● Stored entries
.....
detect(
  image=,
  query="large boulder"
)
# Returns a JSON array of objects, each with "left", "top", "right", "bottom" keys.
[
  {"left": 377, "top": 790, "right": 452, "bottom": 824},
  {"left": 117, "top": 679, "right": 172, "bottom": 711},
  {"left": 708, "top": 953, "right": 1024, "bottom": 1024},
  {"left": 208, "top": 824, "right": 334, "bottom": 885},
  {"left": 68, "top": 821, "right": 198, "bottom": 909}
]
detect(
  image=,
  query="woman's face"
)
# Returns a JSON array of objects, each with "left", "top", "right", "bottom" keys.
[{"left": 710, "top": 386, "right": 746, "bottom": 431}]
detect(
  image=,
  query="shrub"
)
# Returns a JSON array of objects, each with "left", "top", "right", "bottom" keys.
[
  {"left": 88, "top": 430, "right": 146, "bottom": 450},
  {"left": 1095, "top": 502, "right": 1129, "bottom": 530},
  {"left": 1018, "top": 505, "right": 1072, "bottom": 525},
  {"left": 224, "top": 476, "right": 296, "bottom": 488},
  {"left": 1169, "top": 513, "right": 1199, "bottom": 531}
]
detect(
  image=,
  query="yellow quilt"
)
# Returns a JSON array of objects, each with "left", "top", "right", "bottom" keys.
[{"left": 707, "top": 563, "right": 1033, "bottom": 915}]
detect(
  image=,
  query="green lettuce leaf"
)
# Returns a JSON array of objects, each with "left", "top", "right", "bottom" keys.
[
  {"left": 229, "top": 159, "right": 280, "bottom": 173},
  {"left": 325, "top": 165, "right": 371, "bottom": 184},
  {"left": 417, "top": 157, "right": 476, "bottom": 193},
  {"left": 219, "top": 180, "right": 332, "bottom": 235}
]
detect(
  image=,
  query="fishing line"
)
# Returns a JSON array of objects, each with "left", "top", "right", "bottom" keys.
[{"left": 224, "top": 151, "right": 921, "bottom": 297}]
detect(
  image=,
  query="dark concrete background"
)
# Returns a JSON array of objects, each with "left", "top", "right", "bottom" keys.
.....
● Job
List each line of the data above that contains the string "query", copying every such line in full.

● Exercise answer
  query="large boulder"
  query="woman's face"
  query="shrub"
  query="yellow quilt"
  query="green lettuce leaf"
  query="fishing line"
  query="dark concrete background"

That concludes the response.